◆ Written task ◆
Reproduce the listing below word for word, leaving out the picture.

━━━ Material for the task ━━━

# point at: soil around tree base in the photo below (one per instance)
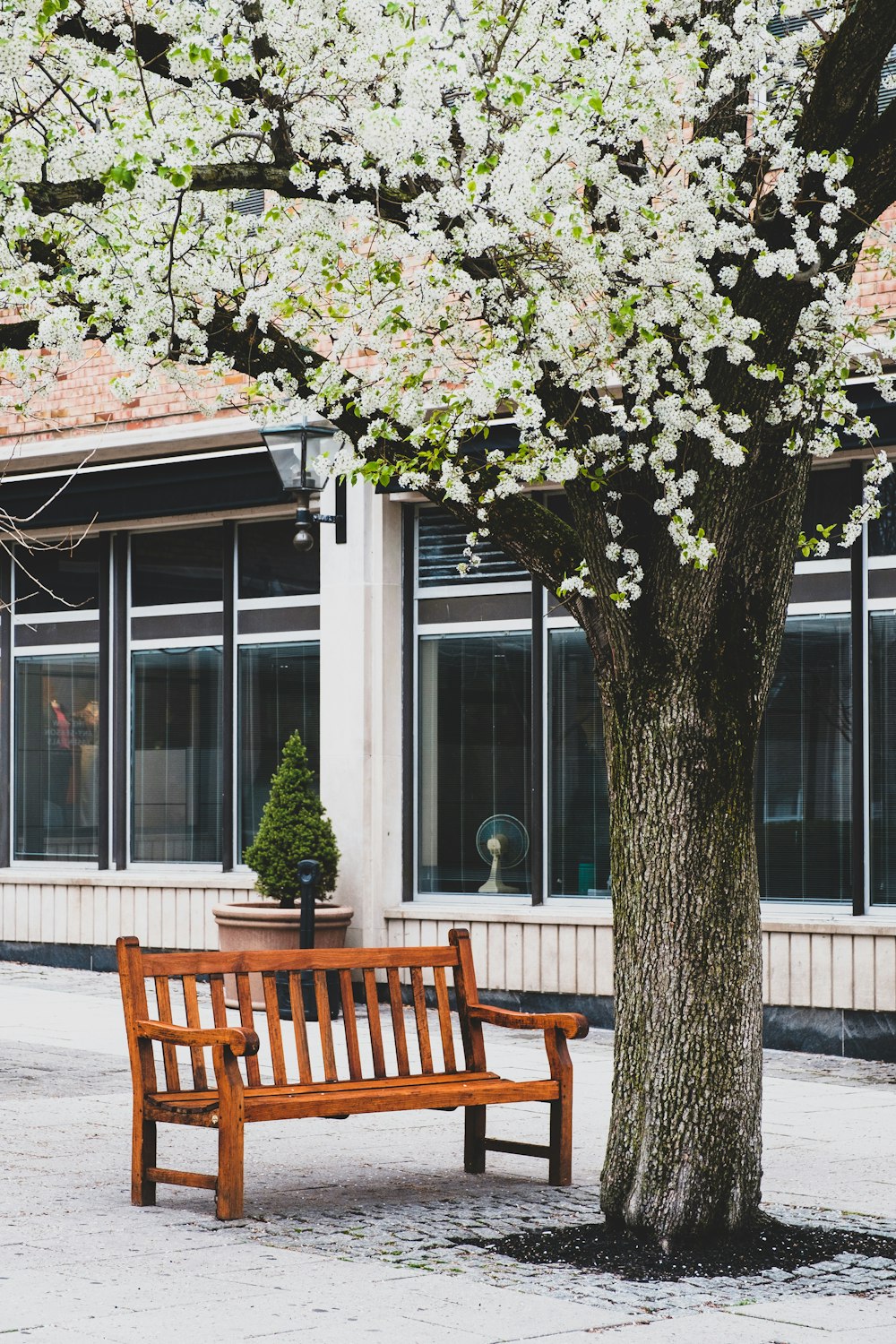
(610, 1250)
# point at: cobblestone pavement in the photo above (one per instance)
(381, 1202)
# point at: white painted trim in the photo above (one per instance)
(276, 604)
(474, 588)
(280, 637)
(177, 609)
(840, 607)
(88, 613)
(478, 628)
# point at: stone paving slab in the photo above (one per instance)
(360, 1228)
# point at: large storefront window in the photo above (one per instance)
(279, 694)
(578, 809)
(883, 758)
(56, 709)
(177, 781)
(474, 768)
(804, 795)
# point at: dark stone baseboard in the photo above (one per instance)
(73, 956)
(817, 1031)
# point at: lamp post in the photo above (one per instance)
(288, 451)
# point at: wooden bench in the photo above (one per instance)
(384, 1067)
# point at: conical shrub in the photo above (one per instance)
(293, 827)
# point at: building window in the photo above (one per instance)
(279, 694)
(177, 566)
(578, 808)
(271, 566)
(474, 725)
(56, 797)
(177, 776)
(804, 780)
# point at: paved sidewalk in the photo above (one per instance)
(355, 1230)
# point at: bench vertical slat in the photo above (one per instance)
(325, 1026)
(374, 1021)
(351, 1024)
(300, 1027)
(422, 1023)
(468, 994)
(245, 1000)
(274, 1035)
(218, 1005)
(398, 1021)
(191, 1004)
(445, 1019)
(168, 1053)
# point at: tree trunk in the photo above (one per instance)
(684, 1150)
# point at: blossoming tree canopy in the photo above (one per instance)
(562, 210)
(629, 225)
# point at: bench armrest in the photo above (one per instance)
(573, 1024)
(239, 1040)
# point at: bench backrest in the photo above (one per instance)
(383, 1040)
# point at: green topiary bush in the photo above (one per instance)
(293, 827)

━━━

◆ Complete response ◆
# point at: soil around tree base in the photo below (one per instance)
(610, 1250)
# point at: cobblestone pavement in the photo above (one per instance)
(381, 1202)
# point at: white painted trim in the photo above (one per instance)
(276, 604)
(474, 588)
(280, 637)
(177, 609)
(840, 607)
(88, 613)
(478, 628)
# point at: stone paving slab in the photo above (one per instance)
(360, 1228)
# point at: large storefront window in the photo above (one per instance)
(279, 694)
(578, 809)
(883, 758)
(56, 709)
(177, 781)
(474, 768)
(804, 795)
# point at: dark stone baseboard in the photo above (one per instance)
(73, 956)
(817, 1031)
# point at: lamp post in the photo above (one per instance)
(288, 451)
# point at: wooden bench in the photo above (one per instance)
(384, 1067)
# point at: conical shrub in the photo above (one per instance)
(293, 827)
# point at: building window in the photo above (one per instance)
(279, 694)
(177, 566)
(578, 808)
(271, 566)
(474, 725)
(56, 797)
(177, 776)
(804, 780)
# point at: paved sidewalk in the photo above (one per instance)
(355, 1230)
# point at: bench vertical slat in the photo above (one per instance)
(325, 1026)
(374, 1021)
(351, 1024)
(300, 1027)
(422, 1023)
(468, 994)
(245, 1000)
(274, 1035)
(218, 1005)
(398, 1021)
(191, 1004)
(445, 1019)
(168, 1053)
# point at: tree trunk in the photo above (one per instance)
(684, 1150)
# point at: blossoming tree canopy in the photo above (one per instance)
(562, 210)
(629, 225)
# point at: bench armrest in the photo above (one per instance)
(573, 1024)
(239, 1040)
# point at: bench backrest in the photo above (one per instance)
(383, 1040)
# point at: green topiary bush in the photo above (one per instance)
(293, 827)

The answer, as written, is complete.